# Directive
Output every entry exactly, from the first line to the last.

# Coordinate annotation entries
+---+
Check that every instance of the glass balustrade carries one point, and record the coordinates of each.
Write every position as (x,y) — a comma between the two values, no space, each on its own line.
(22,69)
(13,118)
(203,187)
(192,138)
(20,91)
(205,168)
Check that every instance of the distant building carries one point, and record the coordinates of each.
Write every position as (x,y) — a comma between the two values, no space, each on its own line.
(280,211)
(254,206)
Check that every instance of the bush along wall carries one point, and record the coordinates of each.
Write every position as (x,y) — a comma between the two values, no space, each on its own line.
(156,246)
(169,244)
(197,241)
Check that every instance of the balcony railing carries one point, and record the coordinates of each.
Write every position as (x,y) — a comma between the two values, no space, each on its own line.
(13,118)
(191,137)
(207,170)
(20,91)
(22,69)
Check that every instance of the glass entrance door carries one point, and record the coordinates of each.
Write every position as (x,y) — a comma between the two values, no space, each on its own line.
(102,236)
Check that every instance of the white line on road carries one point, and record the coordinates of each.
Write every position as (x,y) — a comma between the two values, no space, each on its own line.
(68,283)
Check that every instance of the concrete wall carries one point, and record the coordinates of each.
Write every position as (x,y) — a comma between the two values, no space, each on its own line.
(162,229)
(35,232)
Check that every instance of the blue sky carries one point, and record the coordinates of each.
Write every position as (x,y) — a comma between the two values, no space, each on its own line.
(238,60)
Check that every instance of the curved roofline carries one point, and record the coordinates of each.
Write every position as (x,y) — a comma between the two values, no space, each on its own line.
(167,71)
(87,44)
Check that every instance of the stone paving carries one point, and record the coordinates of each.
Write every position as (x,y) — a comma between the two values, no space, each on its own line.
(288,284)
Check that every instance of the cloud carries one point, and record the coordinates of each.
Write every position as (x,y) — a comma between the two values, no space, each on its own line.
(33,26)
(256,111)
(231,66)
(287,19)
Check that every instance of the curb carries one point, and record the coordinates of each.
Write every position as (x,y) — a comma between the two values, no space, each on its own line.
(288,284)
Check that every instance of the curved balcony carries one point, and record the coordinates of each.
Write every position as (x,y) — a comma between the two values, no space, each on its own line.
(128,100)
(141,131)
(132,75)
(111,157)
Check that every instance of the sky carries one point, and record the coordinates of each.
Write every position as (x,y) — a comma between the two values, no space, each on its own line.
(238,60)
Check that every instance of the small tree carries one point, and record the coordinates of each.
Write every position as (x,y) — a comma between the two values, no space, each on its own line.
+---+
# Complete output
Check that every instance of the glass balustrade carries one point, and record the coordinates of each.
Write every position as (x,y) — a comma between the two values, no space, each on its own line.
(22,69)
(13,118)
(203,187)
(192,138)
(20,91)
(205,168)
Check that every instance of the distant building carries one point, and record the coordinates of each.
Write every position as (x,y) — a comma between the two values, no space, each on its own line.
(280,211)
(254,206)
Check that every instance of the bush along wall carries one point, and record the coordinates of each.
Write every position as (x,y) — a comma between the two values, no space, each on its own line.
(156,246)
(169,244)
(197,241)
Check that every instance of the balcony railing carries one point, and record the coordinates of each.
Write every position as (x,y) — a comma between the two values, no space, each on its own line.
(13,118)
(191,137)
(207,170)
(20,91)
(22,69)
Check that every instance of the glass entrance door carries one point, and record the coordinates of each.
Write every position as (x,y) — a comma between the two values, no space, each on its own line.
(102,236)
Check that every instance of the white line on road carries one point, and record the coordinates of each.
Write every position as (x,y) — a comma between the two values, no space, each on its own line.
(68,283)
Check that every instance of the concrete wall carries one point, and record the coordinates of each.
Write every position as (x,y) — a comma between the two values, no space, each on its own line.
(162,229)
(35,232)
Check that every instance of the blue sky carries one point, and record the coordinates of each.
Write every position as (x,y) — a comma between the two values, no space, each on its own line.
(238,60)
Check that every instance of the curved roofline carries one point, and record the coordinates of each.
Write every position as (x,y) — a comma between the two values, no space, each on its own line.
(167,71)
(87,44)
Check that every instance of the stone paving carries one point, and record the coordinates of each.
Write every position as (x,y) — a comma between the two values, no space, each on its own line.
(288,284)
Check that every instance of the cloud carries one point, and record the coordinates of each.
Write every position as (x,y) — a comma between the two values, no space, each on its own line.
(33,26)
(256,111)
(231,66)
(287,19)
Check that every instance of the curb carries one point, and record the coordinates of each.
Write every position as (x,y) — a comma between the two values, no space, each on its own line.
(288,284)
Check that every instance of the curved balcony carries one point, and record the coordinates of each.
Write every position as (x,y) — a comma between the two values, no space, each on its own line.
(128,100)
(141,131)
(132,75)
(111,157)
Check that every instance of the sky carries one point, and record the coordinates of each.
Write every position as (x,y) — a comma between the two values, no space, each on its own line.
(238,60)
Check that every instance of the small tree carries one point, and record the coordinates of each.
Write every position as (x,y) — a comma between the two values, no space, each on its own line.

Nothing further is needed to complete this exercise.